TASK DIRECTIONS: Which lines in the data below contain the word "instance"? Return each of them.

DATA FOR THE TASK:
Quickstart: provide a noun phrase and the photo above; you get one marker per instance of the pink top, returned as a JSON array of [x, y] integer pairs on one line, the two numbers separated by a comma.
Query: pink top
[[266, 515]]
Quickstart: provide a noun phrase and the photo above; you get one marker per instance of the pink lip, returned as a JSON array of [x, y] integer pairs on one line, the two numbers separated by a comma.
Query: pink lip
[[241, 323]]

...

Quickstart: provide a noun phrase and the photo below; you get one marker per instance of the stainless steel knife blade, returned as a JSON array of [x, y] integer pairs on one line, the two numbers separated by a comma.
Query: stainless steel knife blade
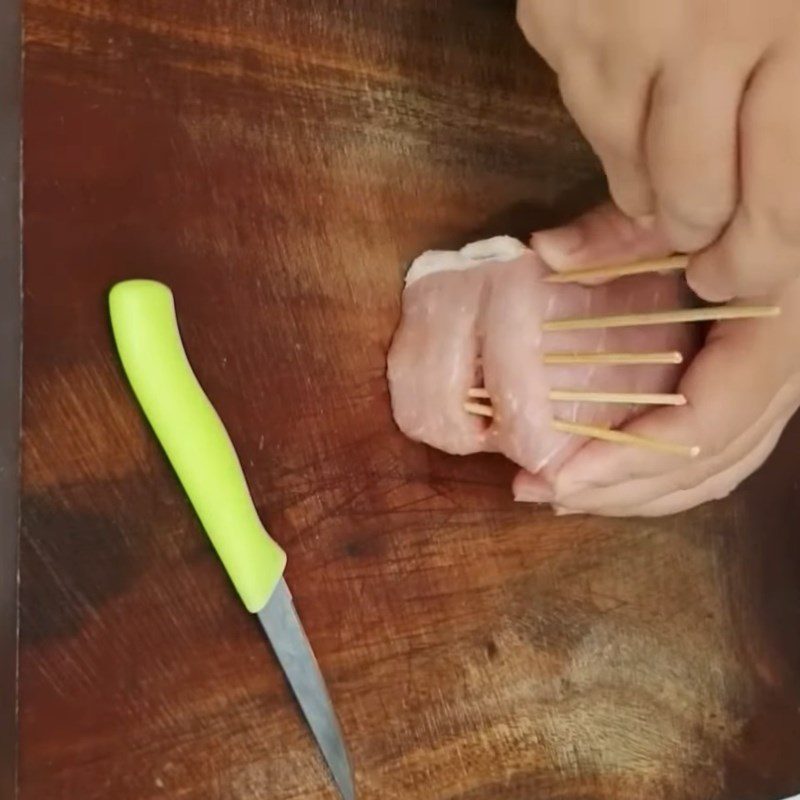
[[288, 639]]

SOLVED PROBLEM:
Quickstart: provide a noun phrase and the photo above; you get one marker per instance of the pink top, returned as a JSON array of [x, y] integer pairs on one line, the two numbers separated by a comma.
Quickstart: provide a noun phrase and the photo above; you get one marker per instance of the pink lip, returned as a JSON array of [x, y] integer pairs on one line, the two numbers separated by a comma.
Quickstart: provide a noun phrase and the photo below; you get one marker per instance of the stainless steel knife blade, returned as a JSON array of [x, y] integer pairs on one line, the two numbers separated by a comma.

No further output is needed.